Exercise description> Please return the stretch from "This page is" through "of her universe." in the Crystal Pite text, copied word for word.
##### Excerpted text #####
Crystal Pite, Dance as a Mother Tongue


This page is also available in / Cette page est également disponible en: Francais (French)

Still not familiar with the work of Crystal Pite, the prodigious Canadian choreographer who won the 2018 Grand Prix de la Danse de Montréal? Revisor, a highly anticipated new production by her Kidd Pivot company will soon give you the opportunity to discover the coherence and evocative power of her universe.

It was in Victoria, B.C., that young Pite performed her first entrechats. Formerly a member of British Columbia Ballet and William Forsythe’s Frankfurt Ballet, the Canadian has become a star of contemporary dance, accumulating prizes and recognitions. Successively named associate choreographer of the Nederlands Dans Theater, associate dance artist of the National Arts Center of Canada, and associate artist at Sadler’s Wells in London, she has written more than 40 works for such prestigious companies as the Nederlands Dans Theater (and, in the same vein, the Ballet Cullberg of Sweden), the Frankfurt Ballet, the Cedar Lake Contemporary Ballet in Manhattan and, closer to home, the British Columbia Ballet, the National Ballet of Canada, Robert Lepage, Louise Lecavalier/Mad Gladiator – not to mention Les Ballets Jazz de Montréal, where she was choreographer-in-residence from 2001 to 2004. In 2002, Pite founded Kidd Pivot, a multidisciplinary company that integrates movement, original music, text and visual arts. “I see the Kidd Pivot company as an artistic haven,” she says, “and a long-term opportunity to foster and evolve privileged exchanges to work with artists I want to move forward with.”
##### Extracted entries #####
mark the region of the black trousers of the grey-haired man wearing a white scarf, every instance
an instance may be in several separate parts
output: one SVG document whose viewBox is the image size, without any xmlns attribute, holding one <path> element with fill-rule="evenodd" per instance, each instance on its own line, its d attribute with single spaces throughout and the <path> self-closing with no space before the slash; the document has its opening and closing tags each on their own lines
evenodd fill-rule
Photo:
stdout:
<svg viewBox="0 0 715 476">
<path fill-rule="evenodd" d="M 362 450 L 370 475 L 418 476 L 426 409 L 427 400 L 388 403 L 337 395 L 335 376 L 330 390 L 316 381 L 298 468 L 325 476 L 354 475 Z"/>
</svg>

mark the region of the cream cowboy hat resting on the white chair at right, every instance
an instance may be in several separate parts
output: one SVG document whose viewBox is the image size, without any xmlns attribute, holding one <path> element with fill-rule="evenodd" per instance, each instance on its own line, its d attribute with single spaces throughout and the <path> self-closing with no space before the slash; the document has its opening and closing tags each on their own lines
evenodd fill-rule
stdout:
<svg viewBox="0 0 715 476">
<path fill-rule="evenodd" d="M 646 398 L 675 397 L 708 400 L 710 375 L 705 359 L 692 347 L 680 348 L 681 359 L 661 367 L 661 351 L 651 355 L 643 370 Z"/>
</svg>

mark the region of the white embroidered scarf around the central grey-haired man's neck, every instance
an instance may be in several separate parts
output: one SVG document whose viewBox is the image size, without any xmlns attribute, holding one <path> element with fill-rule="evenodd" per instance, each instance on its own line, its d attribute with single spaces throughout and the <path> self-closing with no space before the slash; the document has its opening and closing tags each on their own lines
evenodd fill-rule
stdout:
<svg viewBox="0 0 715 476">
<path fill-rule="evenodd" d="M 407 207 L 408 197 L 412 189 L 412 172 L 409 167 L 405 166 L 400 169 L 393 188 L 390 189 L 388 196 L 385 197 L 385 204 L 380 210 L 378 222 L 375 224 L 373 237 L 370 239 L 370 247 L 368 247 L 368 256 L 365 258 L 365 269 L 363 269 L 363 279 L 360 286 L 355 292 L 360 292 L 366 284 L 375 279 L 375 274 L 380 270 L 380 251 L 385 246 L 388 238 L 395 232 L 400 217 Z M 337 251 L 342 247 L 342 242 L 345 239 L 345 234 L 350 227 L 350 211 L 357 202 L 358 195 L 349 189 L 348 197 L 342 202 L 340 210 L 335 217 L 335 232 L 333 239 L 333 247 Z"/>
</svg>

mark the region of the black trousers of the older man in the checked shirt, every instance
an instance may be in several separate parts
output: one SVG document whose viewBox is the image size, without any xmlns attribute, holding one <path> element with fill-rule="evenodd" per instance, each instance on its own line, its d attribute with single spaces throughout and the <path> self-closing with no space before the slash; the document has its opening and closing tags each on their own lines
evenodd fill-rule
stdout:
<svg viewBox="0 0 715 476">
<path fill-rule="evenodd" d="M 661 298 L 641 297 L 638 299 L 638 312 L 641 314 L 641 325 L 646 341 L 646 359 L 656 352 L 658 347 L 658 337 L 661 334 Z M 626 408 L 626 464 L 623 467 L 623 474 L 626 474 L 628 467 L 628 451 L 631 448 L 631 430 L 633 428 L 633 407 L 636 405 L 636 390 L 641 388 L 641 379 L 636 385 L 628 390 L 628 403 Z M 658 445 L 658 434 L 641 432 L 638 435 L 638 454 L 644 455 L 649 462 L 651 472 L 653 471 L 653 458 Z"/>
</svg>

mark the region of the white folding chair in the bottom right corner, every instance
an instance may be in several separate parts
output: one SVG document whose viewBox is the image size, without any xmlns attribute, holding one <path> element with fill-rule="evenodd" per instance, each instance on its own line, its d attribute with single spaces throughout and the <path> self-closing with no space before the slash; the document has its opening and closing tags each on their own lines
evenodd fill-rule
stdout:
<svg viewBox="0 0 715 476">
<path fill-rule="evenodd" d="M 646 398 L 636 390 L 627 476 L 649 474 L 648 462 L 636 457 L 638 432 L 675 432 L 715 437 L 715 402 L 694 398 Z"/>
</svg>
#####
##### Extracted entries #####
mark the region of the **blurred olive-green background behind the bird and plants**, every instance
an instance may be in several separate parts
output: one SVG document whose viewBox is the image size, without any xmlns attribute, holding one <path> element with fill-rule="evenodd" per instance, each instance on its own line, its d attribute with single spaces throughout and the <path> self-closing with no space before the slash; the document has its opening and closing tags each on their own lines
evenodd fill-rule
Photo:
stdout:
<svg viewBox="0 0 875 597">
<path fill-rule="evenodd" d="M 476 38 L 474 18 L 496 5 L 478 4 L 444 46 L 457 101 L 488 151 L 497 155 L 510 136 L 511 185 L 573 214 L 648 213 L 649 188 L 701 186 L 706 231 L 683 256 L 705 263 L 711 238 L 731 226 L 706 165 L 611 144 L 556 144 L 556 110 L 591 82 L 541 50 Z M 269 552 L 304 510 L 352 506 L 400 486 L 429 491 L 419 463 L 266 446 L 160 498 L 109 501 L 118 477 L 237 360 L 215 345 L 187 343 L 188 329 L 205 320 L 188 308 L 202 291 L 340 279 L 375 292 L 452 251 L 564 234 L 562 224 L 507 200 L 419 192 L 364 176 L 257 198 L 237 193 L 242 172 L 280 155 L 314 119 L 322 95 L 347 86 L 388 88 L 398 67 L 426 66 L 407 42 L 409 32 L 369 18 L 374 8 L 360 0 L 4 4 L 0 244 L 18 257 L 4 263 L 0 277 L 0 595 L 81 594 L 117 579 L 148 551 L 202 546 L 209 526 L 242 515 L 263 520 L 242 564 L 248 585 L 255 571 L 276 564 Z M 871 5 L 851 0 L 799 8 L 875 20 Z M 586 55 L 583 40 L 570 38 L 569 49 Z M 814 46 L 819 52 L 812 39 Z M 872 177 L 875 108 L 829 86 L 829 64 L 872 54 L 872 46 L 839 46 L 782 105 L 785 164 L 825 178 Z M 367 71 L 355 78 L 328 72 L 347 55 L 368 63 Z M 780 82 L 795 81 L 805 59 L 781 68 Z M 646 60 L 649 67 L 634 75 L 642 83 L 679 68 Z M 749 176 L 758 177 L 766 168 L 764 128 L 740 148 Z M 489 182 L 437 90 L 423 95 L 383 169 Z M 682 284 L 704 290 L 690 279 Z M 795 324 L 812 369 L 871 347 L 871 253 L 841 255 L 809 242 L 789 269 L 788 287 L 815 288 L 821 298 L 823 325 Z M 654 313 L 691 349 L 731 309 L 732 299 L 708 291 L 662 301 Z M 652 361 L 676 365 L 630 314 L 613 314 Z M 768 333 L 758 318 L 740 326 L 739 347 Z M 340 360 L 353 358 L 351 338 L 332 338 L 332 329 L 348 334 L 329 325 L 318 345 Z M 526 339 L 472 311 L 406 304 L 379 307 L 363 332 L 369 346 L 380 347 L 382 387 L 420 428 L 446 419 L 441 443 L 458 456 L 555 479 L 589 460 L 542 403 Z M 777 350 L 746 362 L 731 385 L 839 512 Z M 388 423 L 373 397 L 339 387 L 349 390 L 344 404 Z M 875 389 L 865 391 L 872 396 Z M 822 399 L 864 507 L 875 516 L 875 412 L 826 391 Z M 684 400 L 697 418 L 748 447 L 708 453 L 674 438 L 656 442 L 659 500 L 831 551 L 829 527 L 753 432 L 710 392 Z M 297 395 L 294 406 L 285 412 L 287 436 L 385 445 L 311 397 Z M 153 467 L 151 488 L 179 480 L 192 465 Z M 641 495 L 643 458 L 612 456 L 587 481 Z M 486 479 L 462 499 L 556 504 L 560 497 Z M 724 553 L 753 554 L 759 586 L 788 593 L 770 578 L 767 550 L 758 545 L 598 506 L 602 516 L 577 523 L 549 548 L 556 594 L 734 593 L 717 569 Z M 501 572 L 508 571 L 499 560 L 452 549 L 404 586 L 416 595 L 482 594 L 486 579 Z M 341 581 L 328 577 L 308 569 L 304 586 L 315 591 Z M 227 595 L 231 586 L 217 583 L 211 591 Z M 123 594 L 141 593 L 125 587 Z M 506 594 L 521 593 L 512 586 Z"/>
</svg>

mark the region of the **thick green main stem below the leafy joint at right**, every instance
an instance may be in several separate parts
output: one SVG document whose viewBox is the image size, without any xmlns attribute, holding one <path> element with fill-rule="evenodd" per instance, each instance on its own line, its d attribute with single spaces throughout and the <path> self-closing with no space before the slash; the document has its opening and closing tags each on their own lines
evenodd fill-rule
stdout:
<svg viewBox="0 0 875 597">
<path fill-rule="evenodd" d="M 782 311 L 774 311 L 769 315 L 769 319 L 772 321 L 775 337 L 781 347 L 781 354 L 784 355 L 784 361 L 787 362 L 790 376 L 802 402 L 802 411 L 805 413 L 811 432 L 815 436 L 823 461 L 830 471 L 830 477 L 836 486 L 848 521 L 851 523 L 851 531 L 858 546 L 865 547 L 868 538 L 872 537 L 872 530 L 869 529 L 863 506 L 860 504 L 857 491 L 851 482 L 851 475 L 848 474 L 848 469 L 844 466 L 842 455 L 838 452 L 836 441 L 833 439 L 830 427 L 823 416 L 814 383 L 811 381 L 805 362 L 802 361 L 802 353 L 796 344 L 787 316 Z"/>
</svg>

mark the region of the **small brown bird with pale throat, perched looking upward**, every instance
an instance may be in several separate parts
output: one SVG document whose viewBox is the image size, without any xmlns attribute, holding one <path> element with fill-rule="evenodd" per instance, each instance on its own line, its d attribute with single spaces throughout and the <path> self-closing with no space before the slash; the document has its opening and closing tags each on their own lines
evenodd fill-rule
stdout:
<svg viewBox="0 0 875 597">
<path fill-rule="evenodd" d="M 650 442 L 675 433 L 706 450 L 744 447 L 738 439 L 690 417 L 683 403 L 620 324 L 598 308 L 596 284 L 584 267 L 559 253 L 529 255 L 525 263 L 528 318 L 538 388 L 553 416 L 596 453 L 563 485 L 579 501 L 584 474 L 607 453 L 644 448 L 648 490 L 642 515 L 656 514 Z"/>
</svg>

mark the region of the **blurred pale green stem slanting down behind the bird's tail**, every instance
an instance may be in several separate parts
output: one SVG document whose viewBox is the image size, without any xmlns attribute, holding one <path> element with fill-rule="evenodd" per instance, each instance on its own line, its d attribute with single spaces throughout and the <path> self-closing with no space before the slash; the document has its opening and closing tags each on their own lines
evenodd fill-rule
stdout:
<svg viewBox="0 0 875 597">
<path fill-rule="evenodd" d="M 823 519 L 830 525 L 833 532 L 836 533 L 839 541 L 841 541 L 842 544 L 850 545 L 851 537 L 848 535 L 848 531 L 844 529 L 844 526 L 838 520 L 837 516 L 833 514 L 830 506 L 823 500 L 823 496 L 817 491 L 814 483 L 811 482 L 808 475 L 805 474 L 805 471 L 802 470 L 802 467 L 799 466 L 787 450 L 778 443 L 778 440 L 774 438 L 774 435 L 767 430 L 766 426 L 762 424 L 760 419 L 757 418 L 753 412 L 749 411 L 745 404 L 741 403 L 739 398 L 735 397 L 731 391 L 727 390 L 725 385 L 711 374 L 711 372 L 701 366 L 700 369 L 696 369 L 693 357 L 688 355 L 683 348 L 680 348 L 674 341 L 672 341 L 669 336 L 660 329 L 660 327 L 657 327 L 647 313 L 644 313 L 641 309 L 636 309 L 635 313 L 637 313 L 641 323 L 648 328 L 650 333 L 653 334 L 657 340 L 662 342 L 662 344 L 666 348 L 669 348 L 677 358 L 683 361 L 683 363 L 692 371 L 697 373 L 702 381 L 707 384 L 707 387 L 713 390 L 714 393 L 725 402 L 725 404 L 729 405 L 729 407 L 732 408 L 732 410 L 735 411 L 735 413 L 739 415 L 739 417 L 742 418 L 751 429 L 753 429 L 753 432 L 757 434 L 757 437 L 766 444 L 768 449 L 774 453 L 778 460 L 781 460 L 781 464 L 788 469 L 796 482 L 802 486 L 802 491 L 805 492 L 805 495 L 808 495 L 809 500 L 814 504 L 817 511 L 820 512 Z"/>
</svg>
#####
Solution for this exercise>
This page is also available in / Cette page est également disponible en: Francais (French)

Still not familiar with the work of Crystal Pite, the prodigious Canadian choreographer who won the 2018 Grand Prix de la Danse de Montréal? Revisor, a highly anticipated new production by her Kidd Pivot company will soon give you the opportunity to discover the coherence and evocative power of her universe.